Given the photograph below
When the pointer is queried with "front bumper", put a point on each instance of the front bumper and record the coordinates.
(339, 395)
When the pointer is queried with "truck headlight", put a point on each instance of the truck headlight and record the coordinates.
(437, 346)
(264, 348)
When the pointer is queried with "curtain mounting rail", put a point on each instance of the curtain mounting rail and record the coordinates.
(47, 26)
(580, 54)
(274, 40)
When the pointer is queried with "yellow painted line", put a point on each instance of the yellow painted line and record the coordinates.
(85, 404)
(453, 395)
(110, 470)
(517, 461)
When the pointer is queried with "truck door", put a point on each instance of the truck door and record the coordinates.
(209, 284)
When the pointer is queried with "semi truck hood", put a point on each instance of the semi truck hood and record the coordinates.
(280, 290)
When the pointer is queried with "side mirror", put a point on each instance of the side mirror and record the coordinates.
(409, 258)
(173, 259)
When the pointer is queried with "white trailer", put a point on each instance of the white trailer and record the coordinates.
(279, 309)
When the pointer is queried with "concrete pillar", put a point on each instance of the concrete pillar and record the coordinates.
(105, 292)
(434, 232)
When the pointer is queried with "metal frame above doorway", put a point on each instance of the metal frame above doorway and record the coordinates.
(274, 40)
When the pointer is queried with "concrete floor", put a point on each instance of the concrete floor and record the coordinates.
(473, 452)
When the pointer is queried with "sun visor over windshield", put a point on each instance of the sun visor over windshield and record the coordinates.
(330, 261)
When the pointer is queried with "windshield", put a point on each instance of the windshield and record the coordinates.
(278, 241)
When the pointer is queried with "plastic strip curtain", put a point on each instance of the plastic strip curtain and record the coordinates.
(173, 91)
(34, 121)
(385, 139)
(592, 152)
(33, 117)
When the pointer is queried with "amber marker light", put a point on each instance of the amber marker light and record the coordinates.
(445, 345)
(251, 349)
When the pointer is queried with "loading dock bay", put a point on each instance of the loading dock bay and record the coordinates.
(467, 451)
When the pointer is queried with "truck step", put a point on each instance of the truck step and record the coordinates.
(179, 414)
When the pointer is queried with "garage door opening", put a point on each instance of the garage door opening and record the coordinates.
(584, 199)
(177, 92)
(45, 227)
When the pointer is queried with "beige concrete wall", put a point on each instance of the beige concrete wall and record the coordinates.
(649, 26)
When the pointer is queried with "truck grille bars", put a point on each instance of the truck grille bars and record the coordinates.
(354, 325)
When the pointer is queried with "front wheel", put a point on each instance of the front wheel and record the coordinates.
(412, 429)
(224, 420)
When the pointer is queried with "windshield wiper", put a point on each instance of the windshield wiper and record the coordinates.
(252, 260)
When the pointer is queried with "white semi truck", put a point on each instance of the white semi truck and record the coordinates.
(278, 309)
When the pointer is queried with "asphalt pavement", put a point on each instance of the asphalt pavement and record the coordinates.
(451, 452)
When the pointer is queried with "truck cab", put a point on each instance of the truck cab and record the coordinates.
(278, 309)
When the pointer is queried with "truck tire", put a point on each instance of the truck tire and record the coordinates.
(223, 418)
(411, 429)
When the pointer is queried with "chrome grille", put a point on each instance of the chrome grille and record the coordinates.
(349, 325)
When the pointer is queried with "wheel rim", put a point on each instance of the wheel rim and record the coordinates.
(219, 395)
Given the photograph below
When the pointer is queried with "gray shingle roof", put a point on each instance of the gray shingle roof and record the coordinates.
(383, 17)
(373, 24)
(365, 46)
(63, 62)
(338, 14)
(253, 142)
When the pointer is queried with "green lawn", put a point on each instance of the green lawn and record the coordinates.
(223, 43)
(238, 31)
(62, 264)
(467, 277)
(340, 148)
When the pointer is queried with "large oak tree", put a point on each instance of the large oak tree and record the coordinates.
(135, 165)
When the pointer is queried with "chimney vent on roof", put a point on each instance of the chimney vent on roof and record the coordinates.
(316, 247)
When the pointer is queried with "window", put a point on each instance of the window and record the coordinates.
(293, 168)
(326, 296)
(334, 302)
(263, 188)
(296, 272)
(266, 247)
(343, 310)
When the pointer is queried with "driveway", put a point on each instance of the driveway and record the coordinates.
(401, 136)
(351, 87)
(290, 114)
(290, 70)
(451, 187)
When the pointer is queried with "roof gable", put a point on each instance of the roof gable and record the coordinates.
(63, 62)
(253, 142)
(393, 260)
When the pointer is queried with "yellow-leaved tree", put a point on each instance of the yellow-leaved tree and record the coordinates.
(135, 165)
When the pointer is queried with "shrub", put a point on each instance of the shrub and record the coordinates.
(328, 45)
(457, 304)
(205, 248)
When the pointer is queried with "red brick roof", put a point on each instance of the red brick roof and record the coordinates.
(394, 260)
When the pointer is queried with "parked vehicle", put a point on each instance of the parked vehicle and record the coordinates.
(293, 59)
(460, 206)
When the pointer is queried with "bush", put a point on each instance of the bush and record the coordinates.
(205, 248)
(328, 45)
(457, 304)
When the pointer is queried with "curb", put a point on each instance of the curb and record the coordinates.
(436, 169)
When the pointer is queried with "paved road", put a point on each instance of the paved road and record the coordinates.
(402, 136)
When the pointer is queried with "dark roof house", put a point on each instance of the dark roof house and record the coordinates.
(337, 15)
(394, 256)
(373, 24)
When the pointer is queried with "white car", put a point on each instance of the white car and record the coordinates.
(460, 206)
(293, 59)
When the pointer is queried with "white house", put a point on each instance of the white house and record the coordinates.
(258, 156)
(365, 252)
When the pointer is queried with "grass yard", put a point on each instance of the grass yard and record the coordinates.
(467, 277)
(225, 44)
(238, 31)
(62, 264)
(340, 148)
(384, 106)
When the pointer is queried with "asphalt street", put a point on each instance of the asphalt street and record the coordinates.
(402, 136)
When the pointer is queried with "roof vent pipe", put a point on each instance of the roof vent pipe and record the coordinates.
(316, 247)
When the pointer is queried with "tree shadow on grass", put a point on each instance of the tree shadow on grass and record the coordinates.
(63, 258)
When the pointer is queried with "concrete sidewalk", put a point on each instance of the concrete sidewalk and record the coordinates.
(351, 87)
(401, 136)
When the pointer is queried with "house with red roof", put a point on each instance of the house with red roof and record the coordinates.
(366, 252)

| TASK DETAILS |
Once you have read the records, write every one of them out again exactly.

| TASK RESULT |
Given the photograph below
When the pointer is queried with "front bumper", put a point on each instance of the front bumper and record the coordinates.
(339, 395)
When the pointer is queried with "truck headlight", put a point on each instance of the truck headlight and record the coordinates.
(437, 346)
(264, 348)
When the pointer is queried with "curtain mounting rail", put a point on each instance of the curtain mounting rail and record the coordinates.
(47, 26)
(580, 54)
(274, 40)
When the pointer is queried with "yellow painted line", put a point on each instance of the yellow painted line and record the coordinates.
(85, 404)
(453, 395)
(110, 470)
(517, 461)
When the pointer is queried with "truck door", put a point on each instance of the truck door and record the coordinates.
(209, 284)
When the pointer is queried with "semi truck hood", put a point on each instance of the semi truck hood and record the coordinates.
(280, 290)
When the pointer is queried with "side mirror", put a point on each instance of the side mirror and record the coordinates.
(409, 258)
(173, 259)
When the pointer is queried with "white trailer", put a point on each instance of the white trailer and record the coordinates.
(279, 309)
When the pointer is queried with "concrete pillar", put a point on each instance of the concrete pillar and record the coordinates.
(105, 292)
(434, 232)
When the pointer is queried with "metal frame above doorway", put a point on each instance of the metal frame above doorway and record the coordinates.
(274, 40)
When the pointer is queried with "concrete floor", put a point on each instance of the concrete floor and record the coordinates.
(473, 452)
When the pointer is queried with "sun visor over windshield", put a point on each instance of the sun visor over windshield and record the coordinates.
(330, 261)
When the pointer is queried with "windshield", put a point on each instance of the windshield and record the coordinates.
(278, 241)
When the pointer is queried with "plastic strip curtain", put a point on each instance of the plastic strip curtain and record the coordinates.
(173, 91)
(34, 121)
(385, 139)
(592, 152)
(33, 117)
When the pointer is queried with "amber marker light", put a point on each instance of the amber marker light and record the coordinates.
(445, 345)
(251, 349)
When the pointer is queried with "loading dock bay", put a point on each instance of the loading dock bay and record the coordinates.
(467, 451)
When the pointer is queried with "truck step", put a point on each instance of the truck step and record the coordinates.
(179, 414)
When the pointer is queried with "garage door opening", put a point on each instance of the garage door opening and record the coordinates.
(584, 199)
(177, 92)
(45, 227)
When the pointer is queried with "beige concrete wall", put a point on each instance of the beige concrete wall and record the coordinates.
(649, 26)
When the pointer is queried with "truck grille bars", put a point on each instance of the truck grille bars and record the coordinates.
(354, 325)
When the pointer is queried with "front wheel", put a point on each instance of the front wheel and record the coordinates.
(412, 429)
(224, 420)
When the pointer is queried with "windshield wiper", put a point on each instance of the windshield wiper and record the coordinates.
(252, 260)
When the pointer is queried with "white semi truck", put a point on each instance of the white semi truck and record the coordinates.
(278, 309)
When the pointer is queried with "asphalt pavement", put a point on each instance of the asphalt pavement and record the coordinates.
(451, 452)
When the pointer is queried with "truck cab", put a point on each instance of the truck cab and record the coordinates.
(278, 309)
When the pointer is queried with "truck tire", put a point on each instance of the truck tire and record the coordinates.
(223, 418)
(411, 429)
When the pointer is queried with "chrome grille", put a point on each instance of the chrome grille and record the coordinates.
(349, 325)
When the pointer is queried with "wheel rim", put a point on each instance of the wheel rim and record the coordinates.
(219, 395)
Given the photograph below
When the pointer is queried with "gray shingle roof", put a point on each instance of the gray shingle roof and record the coordinates.
(383, 17)
(373, 24)
(365, 46)
(63, 62)
(338, 14)
(253, 142)
When the pointer is queried with "green lawn", put a point on each instance of the green lawn and record the coordinates.
(223, 43)
(238, 31)
(62, 264)
(467, 277)
(340, 148)
When the pointer is queried with "large oak tree", put a point on each instance of the large oak tree and record the coordinates.
(135, 165)
When the pointer is queried with "chimney vent on roof", put a point on each instance of the chimney vent on roof and record the coordinates.
(316, 247)
When the pointer is queried with "window", put a point on each instance of the window and record the coordinates.
(293, 168)
(326, 296)
(334, 302)
(263, 188)
(296, 272)
(266, 247)
(343, 310)
When the pointer is queried with "driveway", put a point on each instance of the driveway and record the coordinates.
(401, 136)
(351, 87)
(290, 114)
(290, 70)
(451, 187)
When the pointer is queried with "roof gable", put a point on each instance of the roof gable and record the coordinates.
(63, 62)
(253, 142)
(393, 260)
When the pointer is queried with "yellow-leaved tree", put a point on each instance of the yellow-leaved tree and record the coordinates.
(135, 165)
When the pointer is queried with "shrub", put a point on each instance of the shrub and record the coordinates.
(328, 45)
(457, 304)
(205, 248)
When the pointer is queried with "red brick roof", put a point on each instance of the red brick roof and record the coordinates.
(394, 260)
When the pointer is queried with "parked vehicle", put a point on each instance of the parked vehicle and record the coordinates.
(293, 59)
(460, 206)
When the pointer is queried with "bush", put a point on each instance of the bush and record the coordinates.
(205, 248)
(328, 45)
(457, 304)
When the pointer is queried with "curb", put a point on each instance of the curb and record the coordinates.
(436, 169)
When the pointer is queried with "paved road", put a point on each instance of the paved road and record the coordinates.
(402, 136)
When the pointer is queried with "dark roof house", put a point on each instance of the dark roof house and record the coordinates.
(337, 15)
(394, 256)
(373, 24)
When the pointer is queried with "white car", put a point on each instance of the white car and record the coordinates.
(460, 206)
(293, 59)
When the pointer is queried with "white house", put a point on each instance of the white house and record the coordinates.
(258, 156)
(365, 252)
When the pointer is queried with "grass yard", put a point on each instance of the grass yard and record the coordinates.
(467, 277)
(225, 44)
(238, 31)
(62, 264)
(340, 148)
(384, 106)
When the pointer is queried with "asphalt street", put a point on each instance of the asphalt street and record the coordinates.
(402, 136)
When the pointer is queried with "roof vent pipe", put a point on each instance of the roof vent pipe and record the coordinates.
(316, 247)
When the pointer is queried with "tree shadow on grass", put a point on each instance of the tree shadow on grass and record the coordinates.
(63, 258)
When the pointer is queried with "concrete sidewalk", put a point on each instance of the concrete sidewalk and record the coordinates.
(351, 87)
(401, 136)
When the pointer is queried with "house with red roof", put a point on each instance of the house with red roof and record the coordinates.
(366, 252)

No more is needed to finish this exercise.